Her selfless ways don’t end there.

The Breast Cancer Coalition of Rochester (BCCR) held one of their annual fundraisers at Batavia Downs starting in 2010, eventually becoming a major event. Chatt, through her connections with horsepeople, has helped raise money for the initiative, asking trainers, drivers and owners at Batavia and other racetracks, to donate a percentage of their purse from the night of the event to the BCCR. This year, the final tally was a record $19,653.

The native of Oakfield, NY, is also a racehorse owner.

Mateo, a bay son of Blue Burner, has racked up 22 wins and 65 top-three finishes over a 121-race career.

The pacer’s latest trip to the winner’s circle came on the night of Nov. 3 at Batavia Downs.

Whether it’s inside or outside of the classroom, at the racetrack or away from it, Chatt leads a busy, but rewarding life.

“It’s not easy, but I feel like I’ve been doing it for so long, all of it just comes naturally to me. I don’t really have weekends or nights off – I’ve been in the racing business my whole life – even dating back to my college days. I wasn’t going to parties on Saturday nights because I was paddocking at the racetrack. I think it’s just something I’ve grown up with, so when it comes to free time, I don’t have much of it. Free time is horse time.”

She’s somehow found a way to unite her full-time job with her racing gigs.

Channeling her inner educator at the racetrack is certainly not a new thing for Chatt.

“One of my favorite things about racing is talking to people who have never experienced it. I have to admit, it boggles my mind that so many people in the area don’t know about it when I tell them my family and I race horses.”

When she was interviewing to be a substitute teacher, horse racing came up in the conversation.

As it turned out, the subject matter helped land her the job, just as did with her current role with Sweet Home.

“They asked me, ‘Tell me something unique about yourself.’ So, I told them my family and I race standardbred racehorses. I’ll never forget the day I interviewed for the position that I have now. About 25 minutes of my interview was explaining the business, what I do, how I got into it, and things like that. When I got the position, I remember my first day at the school, the teachers that were on the interviewing committee said to me, ‘That was so cool. It stuck with us the whole time.’ When I had to have the interview with my superintendent, when I made it down to the final two, he said, ‘I heard you were in the horse racing business.’ I guess it was an attention grabber. They all had so many questions.”
------------------------
**Task item A**.
In the profile of Chatt, how much money was raised for the Breast Cancer Coalition of Rochester this year?
**Task item B**.
Extend the profile of Chatt, picking up right after its final paragraph.
------------------------
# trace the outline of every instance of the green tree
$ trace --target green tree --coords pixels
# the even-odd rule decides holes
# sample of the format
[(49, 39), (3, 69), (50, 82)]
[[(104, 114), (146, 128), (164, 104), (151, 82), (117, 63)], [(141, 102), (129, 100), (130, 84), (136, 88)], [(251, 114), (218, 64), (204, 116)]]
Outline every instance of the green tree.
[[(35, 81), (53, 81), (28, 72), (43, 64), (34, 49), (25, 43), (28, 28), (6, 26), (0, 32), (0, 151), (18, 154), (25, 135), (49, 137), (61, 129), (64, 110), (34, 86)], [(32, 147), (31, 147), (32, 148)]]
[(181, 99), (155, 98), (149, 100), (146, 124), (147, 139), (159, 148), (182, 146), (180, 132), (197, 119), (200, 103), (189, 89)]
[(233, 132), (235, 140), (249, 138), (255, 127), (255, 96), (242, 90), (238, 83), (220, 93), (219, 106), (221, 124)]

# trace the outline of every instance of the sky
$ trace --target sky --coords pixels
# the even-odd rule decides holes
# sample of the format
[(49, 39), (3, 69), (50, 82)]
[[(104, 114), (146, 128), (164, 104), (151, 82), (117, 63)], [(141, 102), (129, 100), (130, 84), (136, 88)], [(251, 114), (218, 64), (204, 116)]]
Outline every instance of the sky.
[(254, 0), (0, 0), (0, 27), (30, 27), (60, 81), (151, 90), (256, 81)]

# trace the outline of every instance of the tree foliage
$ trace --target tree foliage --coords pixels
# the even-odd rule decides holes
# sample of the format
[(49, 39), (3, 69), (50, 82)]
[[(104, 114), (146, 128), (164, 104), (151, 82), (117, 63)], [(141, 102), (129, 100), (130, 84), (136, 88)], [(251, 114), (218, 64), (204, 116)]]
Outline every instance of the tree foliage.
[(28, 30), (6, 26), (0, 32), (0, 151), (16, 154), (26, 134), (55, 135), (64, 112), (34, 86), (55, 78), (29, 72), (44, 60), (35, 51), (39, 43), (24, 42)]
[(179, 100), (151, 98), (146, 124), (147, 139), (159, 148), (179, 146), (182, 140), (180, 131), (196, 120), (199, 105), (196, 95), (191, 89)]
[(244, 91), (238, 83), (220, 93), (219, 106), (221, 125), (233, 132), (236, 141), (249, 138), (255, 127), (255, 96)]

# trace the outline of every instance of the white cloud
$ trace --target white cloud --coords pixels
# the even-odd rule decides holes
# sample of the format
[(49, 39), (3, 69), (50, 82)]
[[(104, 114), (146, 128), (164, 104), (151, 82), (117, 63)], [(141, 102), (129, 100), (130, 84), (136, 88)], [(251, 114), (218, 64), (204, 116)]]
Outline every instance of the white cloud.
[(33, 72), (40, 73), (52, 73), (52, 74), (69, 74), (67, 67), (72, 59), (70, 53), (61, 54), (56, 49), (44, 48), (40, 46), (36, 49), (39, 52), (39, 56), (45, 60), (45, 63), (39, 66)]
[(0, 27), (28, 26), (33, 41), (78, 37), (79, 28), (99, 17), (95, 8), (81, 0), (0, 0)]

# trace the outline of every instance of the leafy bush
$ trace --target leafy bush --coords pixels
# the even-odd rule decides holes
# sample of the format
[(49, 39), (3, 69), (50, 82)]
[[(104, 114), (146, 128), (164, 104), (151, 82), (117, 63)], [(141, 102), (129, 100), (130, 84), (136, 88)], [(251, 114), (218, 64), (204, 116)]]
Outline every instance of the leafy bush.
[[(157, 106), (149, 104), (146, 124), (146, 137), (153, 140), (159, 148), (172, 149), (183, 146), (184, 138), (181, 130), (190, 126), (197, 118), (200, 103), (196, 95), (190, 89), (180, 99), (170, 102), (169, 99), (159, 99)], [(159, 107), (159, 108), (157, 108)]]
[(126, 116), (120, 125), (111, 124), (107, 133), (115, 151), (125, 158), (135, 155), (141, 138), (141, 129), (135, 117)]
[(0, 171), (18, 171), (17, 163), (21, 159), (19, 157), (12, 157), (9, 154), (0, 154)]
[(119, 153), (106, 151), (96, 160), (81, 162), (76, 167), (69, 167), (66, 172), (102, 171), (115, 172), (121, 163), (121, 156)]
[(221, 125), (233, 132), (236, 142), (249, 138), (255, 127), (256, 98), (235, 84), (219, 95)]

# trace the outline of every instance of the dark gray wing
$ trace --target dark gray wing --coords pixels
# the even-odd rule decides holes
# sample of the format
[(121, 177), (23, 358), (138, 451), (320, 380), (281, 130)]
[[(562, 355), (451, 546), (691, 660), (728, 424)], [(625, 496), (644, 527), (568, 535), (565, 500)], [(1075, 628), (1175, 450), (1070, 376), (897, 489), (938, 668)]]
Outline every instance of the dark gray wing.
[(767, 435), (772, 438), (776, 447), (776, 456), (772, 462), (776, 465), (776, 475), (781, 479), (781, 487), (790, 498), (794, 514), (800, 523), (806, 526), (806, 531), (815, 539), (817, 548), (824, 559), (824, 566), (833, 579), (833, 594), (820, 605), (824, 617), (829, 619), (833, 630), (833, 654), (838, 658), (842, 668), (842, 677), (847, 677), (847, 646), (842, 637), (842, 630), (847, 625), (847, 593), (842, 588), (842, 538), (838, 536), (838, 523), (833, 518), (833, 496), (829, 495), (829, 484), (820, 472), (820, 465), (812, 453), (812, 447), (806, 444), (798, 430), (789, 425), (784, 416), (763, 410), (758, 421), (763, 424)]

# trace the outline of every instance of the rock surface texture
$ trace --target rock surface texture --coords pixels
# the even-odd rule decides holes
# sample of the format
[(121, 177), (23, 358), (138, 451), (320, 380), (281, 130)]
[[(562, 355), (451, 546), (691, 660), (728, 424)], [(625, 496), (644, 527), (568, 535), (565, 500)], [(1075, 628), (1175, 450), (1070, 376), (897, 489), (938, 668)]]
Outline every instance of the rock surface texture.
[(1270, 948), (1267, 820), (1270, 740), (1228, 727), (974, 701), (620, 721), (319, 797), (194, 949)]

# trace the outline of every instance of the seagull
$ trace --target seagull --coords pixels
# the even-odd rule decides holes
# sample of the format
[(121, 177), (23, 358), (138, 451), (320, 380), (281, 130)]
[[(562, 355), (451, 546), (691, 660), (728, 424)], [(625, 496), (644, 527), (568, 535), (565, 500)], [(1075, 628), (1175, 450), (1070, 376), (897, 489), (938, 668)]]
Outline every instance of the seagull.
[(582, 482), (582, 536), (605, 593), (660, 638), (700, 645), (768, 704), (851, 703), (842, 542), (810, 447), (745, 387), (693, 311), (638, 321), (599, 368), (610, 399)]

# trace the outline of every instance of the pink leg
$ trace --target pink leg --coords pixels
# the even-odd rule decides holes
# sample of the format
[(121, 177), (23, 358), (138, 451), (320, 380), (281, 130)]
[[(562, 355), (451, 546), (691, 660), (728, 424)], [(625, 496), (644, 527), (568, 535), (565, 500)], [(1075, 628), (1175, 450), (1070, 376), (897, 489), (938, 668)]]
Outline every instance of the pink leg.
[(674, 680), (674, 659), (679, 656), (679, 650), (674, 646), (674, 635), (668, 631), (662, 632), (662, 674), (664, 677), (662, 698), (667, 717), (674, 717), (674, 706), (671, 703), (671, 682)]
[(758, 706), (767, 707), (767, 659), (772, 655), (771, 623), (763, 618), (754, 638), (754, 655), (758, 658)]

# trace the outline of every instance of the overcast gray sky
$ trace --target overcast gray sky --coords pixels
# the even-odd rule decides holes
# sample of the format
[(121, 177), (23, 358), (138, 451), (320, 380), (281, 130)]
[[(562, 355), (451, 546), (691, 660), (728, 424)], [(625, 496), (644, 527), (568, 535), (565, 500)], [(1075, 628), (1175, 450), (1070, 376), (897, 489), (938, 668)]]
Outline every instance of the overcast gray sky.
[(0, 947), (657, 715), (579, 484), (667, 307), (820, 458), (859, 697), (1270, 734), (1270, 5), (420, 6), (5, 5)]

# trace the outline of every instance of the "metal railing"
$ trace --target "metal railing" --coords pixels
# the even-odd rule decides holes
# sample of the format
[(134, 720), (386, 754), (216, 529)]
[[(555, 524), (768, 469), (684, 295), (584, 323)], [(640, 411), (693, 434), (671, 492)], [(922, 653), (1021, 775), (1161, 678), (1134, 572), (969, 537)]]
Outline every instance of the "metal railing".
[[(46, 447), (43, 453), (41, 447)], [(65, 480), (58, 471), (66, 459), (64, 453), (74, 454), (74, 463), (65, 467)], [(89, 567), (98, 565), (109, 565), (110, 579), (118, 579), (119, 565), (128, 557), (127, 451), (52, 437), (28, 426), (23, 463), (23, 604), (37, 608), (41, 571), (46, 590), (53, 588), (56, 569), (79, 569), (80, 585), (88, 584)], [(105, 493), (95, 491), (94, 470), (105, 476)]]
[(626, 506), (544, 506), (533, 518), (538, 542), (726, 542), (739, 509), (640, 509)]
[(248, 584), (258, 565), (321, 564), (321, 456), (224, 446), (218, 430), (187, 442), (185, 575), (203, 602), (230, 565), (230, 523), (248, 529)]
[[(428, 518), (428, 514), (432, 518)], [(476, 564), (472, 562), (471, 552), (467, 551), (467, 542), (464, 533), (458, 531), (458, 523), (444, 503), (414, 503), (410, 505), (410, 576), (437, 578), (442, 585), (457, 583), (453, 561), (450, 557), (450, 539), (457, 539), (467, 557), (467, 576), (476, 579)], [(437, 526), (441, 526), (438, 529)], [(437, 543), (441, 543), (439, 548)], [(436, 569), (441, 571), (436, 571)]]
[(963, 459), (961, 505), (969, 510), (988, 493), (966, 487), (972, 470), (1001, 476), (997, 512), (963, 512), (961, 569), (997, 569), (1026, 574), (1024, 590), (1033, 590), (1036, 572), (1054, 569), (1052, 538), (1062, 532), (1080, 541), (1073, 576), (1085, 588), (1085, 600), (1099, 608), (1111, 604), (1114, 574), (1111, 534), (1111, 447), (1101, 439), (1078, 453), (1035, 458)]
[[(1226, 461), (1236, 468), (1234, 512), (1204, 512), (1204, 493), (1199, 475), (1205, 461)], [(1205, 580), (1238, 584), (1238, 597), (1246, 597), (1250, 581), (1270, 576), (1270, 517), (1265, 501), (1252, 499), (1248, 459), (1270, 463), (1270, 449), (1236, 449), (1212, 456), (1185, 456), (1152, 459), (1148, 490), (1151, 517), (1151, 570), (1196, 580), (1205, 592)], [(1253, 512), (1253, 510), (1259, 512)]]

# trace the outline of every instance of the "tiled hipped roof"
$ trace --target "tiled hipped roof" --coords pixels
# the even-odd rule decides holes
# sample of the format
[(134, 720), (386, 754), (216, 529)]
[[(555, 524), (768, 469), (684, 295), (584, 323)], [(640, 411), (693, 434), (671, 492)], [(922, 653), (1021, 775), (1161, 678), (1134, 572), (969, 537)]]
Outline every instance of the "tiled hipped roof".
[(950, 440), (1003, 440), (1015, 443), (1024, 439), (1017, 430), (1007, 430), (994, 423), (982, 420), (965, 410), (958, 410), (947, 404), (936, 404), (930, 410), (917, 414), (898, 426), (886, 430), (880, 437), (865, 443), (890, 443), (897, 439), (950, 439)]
------------------------
**Output A**.
A record $19,653.

**Output B**.
It was shortly after those interactions when Chatt organized a field trip for her scholastic contemporaries.

And once again, she was able to regale a group of curious individuals with more tales of the track.

Class is in session, standardbred style.

“Todd Haight [director/GM of Batavia Downs] and I work really close together, so I shot him a text and said, ‘Let’s get this done.’ He’s always on board with all of my ideas. This is my fourth year at the school, and every year I’ve been at this job, I bring a group of teachers out to the racetrack. Some of them have gone every year. But there are always new teachers that come. It’s always fun. I explain the program to them, people always take pictures of me holding the program like I’m holding up a book as if I’m reading to the class. I try to teach them a little bit. We couldn’t do it because of Covid this year, but Todd will let us go to the winner’s circle for a race to get our picture taken. It’s just an experience that is great for all of us. They loved it. Any time I can get new people to the racetrack, I’m happy to bring them out. I tell them to just have fun, put a little money down and ask me anything they want.”

And, as she always manages to do, Chatt comes up with the perfect response to any questions she fields.

Her enthusiasm and unabashed passion for the sport makes it easy to deliver those answers.

“I love the family we have at the racetrack. To know that I always have that support, it really does mean so much to me. I’m really grateful for the backing I have, and I’m so happy to share my love of racing with so many people.”

An unsung hero who always puts others, and the sport she loves, at the head of the class.